Polemik NU Memanas: LPBH PBNU Kritik Tajam Pemakzulan Gus Yahya oleh Syuriah

Jakarta, denting.id – Ketegangan internal Nahdlatul Ulama (NU) kembali mencuat setelah Sekretaris Lembaga Penyuluhan dan Bantuan Hukum (LPBH) PBNU, Abdul Hakam Aqsho, menyebut keputusan Syuriah dalam memakzulkan Ketua Umum PBNU KH Yahya Cholil Staquf sebagai langkah yang menabrak prosedur dan berpotensi merusak marwah organisasi.

Hakam menegaskan bahwa pandangan akademisi NU, Nadirsyah Hosen, yang menyebut marwah organisasi sepenuhnya berada di tangan Syuriah, perlu dipahami secara lebih kritis. Menurutnya, keputusan Syuriah justru bertentangan dengan nilai dan tradisi para kiai yang selama ini menjaga kehormatan NU.

### DAFTAR BARIS
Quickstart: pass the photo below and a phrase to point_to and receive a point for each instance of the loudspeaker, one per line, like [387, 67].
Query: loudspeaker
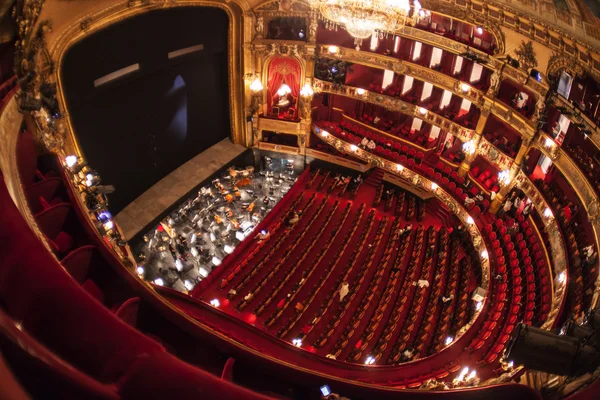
[31, 104]
[545, 351]
[479, 294]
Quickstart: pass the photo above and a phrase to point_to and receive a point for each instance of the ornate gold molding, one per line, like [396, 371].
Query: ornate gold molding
[492, 154]
[121, 11]
[579, 118]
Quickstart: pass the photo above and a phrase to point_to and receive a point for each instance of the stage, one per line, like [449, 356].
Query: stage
[159, 198]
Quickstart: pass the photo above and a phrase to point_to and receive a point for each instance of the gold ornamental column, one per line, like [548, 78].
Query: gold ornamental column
[256, 87]
[306, 96]
[508, 183]
[470, 148]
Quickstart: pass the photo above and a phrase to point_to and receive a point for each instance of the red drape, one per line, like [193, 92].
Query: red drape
[283, 70]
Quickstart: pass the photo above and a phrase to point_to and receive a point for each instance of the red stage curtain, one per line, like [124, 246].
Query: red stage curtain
[283, 70]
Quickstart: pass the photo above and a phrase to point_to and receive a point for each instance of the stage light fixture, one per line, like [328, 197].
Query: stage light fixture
[548, 352]
[189, 285]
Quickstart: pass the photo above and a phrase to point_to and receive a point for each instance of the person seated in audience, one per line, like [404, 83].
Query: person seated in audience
[469, 201]
[263, 235]
[422, 283]
[590, 260]
[507, 206]
[389, 193]
[514, 229]
[407, 355]
[363, 143]
[344, 290]
[526, 209]
[588, 250]
[294, 219]
[447, 299]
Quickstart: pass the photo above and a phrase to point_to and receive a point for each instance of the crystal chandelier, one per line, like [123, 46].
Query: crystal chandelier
[363, 18]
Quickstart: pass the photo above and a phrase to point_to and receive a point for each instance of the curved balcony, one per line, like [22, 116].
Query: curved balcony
[395, 104]
[578, 181]
[558, 256]
[461, 89]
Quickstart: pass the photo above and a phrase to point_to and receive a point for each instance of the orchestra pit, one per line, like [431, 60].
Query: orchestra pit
[299, 199]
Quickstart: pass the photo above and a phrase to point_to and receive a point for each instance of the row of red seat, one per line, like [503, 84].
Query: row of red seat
[298, 313]
[53, 308]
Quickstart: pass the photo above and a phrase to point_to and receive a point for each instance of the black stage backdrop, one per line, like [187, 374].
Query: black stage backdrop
[137, 129]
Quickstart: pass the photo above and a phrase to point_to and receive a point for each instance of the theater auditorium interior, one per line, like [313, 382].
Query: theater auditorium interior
[299, 199]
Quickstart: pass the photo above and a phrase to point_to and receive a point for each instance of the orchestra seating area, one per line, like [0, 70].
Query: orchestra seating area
[76, 318]
[416, 216]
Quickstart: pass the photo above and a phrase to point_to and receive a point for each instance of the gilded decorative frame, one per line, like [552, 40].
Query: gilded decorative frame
[96, 21]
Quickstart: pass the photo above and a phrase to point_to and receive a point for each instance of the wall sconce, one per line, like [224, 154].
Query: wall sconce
[306, 91]
[469, 147]
[256, 86]
[504, 177]
[283, 90]
[71, 161]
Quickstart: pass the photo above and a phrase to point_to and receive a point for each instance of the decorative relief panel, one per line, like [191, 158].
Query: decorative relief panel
[493, 155]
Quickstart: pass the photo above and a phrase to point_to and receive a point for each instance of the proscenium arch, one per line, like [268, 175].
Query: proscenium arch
[102, 19]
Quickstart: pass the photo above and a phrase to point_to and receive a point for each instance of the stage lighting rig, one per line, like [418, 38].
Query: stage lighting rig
[573, 352]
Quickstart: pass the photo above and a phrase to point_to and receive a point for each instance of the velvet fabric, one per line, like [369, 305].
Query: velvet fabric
[283, 70]
[162, 376]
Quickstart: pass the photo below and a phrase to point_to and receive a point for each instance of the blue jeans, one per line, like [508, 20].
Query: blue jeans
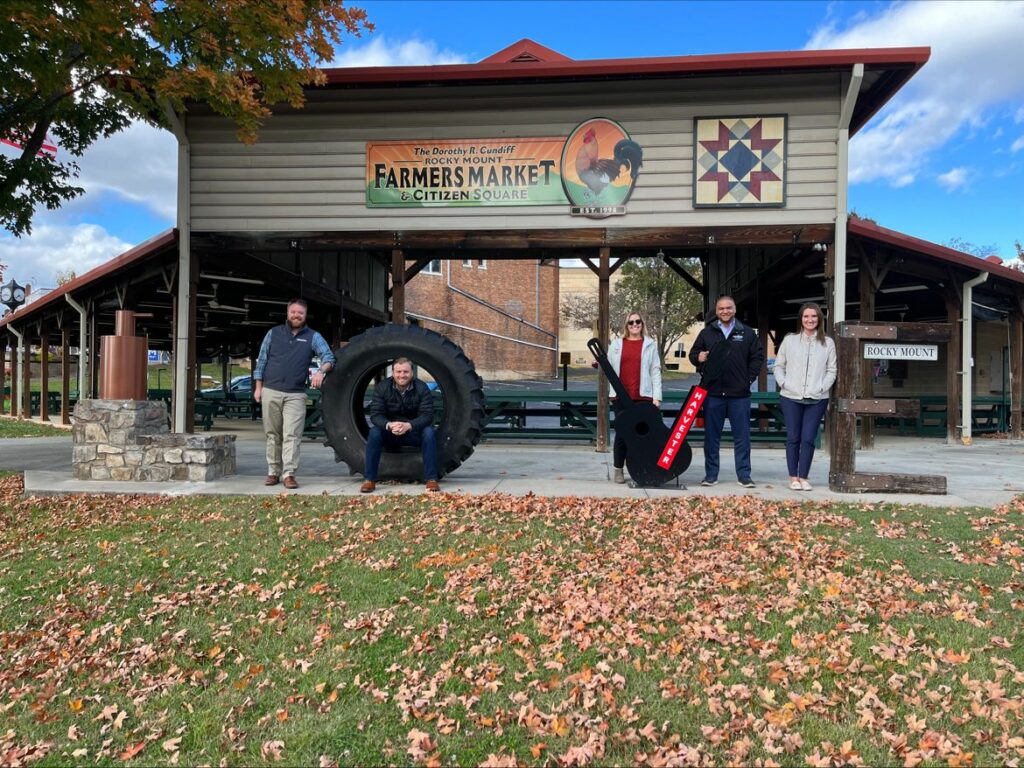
[738, 412]
[802, 422]
[378, 440]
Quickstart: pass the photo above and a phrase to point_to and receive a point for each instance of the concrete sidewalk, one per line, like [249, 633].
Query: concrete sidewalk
[986, 474]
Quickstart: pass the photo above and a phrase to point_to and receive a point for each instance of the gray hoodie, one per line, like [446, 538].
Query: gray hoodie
[805, 367]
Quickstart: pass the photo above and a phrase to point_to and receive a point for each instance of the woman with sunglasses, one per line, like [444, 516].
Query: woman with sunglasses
[634, 357]
[805, 371]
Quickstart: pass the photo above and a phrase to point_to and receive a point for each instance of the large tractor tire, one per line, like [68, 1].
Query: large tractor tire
[459, 416]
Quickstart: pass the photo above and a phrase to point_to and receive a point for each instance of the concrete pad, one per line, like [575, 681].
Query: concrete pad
[986, 474]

### PETUNJUK DAN KETENTUAN
Tolong jawab pertanyaan berikut dari berita tentang polemik NU di atas.
(a) Siapa yang menjabat Sekretaris LPBH PBNU?
(b) Siapa Ketua Umum PBNU yang dimakzulkan oleh Syuriah?
(c) Menurut Nadirsyah Hosen, marwah organisasi sepenuhnya berada di tangan siapa?

### JAWABAN YANG DIHARAPKAN
(a) Abdul Hakam Aqsho
(b) KH Yahya Cholil Staquf
(c) Syuriah